- TEXTE FOURNI:
★ ★ ★ ★
MEMORIAL d'HELENA VAZ DA SILVA

Le témoignage d'Edgar MORIN

 

 

 

            À l'époque de la dictature, en 1965 ou 1966, Je fus invité à Lisboa par la revue "Tempo o Modo", qu'animait Antonio Alçada Baptista.  "Tempo o Modo" effectuait une résistance intellectuelle obstinée, qui lui valait le blanchiment fréquent de nombreuses pages. Je découvris autour d'Antonio un groupe jeune, ardent, réfléchi, talentueux, où se distinguait la jeunesse, l'ardeur, la réflexion, le talent d'Helena Vaz da Silva.

Quel éblouissement fut le mien. Helena m'apparut comme un être solaire, " ma sur-solaire " lui dis-je. Et notre lien immédiat s'enracina au cours des ans, s'approfondit en une fraternité infinie. Je revins de nombreuses fois à Lisbonne et chaque fois, c'était la joie des retrouvailles avec les amis de "Tempo o modo", avec Helena, avec Alberto dont la personnalité m'inspira un sentiment très profond qui compléta mon lien avec Helena.

De 1965 à 1973, Helena comme la plupart de ses amis du groupe "Tempo o Modo", accomplirent en ces quelques années une évolution de quasi un demi-siècle. Partis d'un catholicisme devenant de plus en plus social, ils s'ouvrirent à tous les courants de culture, dont ceux de la contre-culture californienne, et je crois qu'ils vécurent avec exaltation, avec gourmandise une évolution si rapide qui en 6-8 ans, leur faisait franchir un demi-siècle et leur faisait changer de monde et de temps.

 

Je revins, et fus hébergé chez eux, au moment de la révolution des oeillets. Le Portugal s'ouvrait. Helena prit son essor, comme un oiseau migrateur qui aurait été encagé jusqu'alors. Elle lance avec des amis "l'Expresso", fonde la revue " Raiz e Utopia " à laquelle j'eus la joie de collaborer ; Elle se déploie dans tous les domaines culturels et devait tout naturellement présider le "Centro Nacional de Cultura" ; d'autres textes évoqueront ses multiples activités dont celles au Parlement européen. Je voudrais pour ma part insister sur son énergie rayonnante, son ouverture  extrême, son esprit européen en même temps qu'universel, comme l'est tout grand esprit européen.
★ ★ ★ ★
- VOTRE OBJECTIF:
Dans le témoignage sur Helena Vaz da Silva, reprenez le passage qui commence à "Quel éblouissement fut" et se termine à "lien avec Helena." en y remplaçant "Lisbonne" par "Lisboa".
★ ★ ★ ★
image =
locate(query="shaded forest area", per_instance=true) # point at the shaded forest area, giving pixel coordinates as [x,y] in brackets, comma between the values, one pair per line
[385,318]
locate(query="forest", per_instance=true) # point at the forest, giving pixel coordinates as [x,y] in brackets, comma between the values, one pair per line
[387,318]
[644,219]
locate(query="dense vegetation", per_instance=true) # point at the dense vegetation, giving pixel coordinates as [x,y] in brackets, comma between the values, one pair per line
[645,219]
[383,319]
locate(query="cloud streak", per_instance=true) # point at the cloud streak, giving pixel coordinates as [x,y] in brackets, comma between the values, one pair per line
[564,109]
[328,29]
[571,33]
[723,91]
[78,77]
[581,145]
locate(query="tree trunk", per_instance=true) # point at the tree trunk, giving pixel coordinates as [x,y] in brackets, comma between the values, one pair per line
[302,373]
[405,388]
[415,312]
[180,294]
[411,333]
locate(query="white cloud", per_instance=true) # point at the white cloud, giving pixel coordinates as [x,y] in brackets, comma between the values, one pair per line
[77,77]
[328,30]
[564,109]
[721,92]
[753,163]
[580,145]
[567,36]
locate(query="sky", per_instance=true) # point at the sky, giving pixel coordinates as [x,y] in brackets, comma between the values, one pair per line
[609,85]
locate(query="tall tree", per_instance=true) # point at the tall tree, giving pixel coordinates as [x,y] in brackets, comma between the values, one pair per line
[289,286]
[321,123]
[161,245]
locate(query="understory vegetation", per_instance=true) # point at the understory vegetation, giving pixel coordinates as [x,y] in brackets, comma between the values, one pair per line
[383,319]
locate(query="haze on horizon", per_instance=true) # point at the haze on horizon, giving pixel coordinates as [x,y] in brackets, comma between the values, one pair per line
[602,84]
★ ★ ★ ★
- SOLUTION RÉDIGÉE:
Quel éblouissement fut le mien. Helena m'apparut comme un être solaire, " ma sur-solaire " lui dis-je. Et notre lien immédiat s'enracina au cours des ans, s'approfondit en une fraternité infinie. Je revins de nombreuses fois à Lisboa et chaque fois, c'était la joie des retrouvailles avec les amis de "Tempo o modo", avec Helena, avec Alberto dont la personnalité m'inspira un sentiment très profond qui compléta mon lien avec Helena.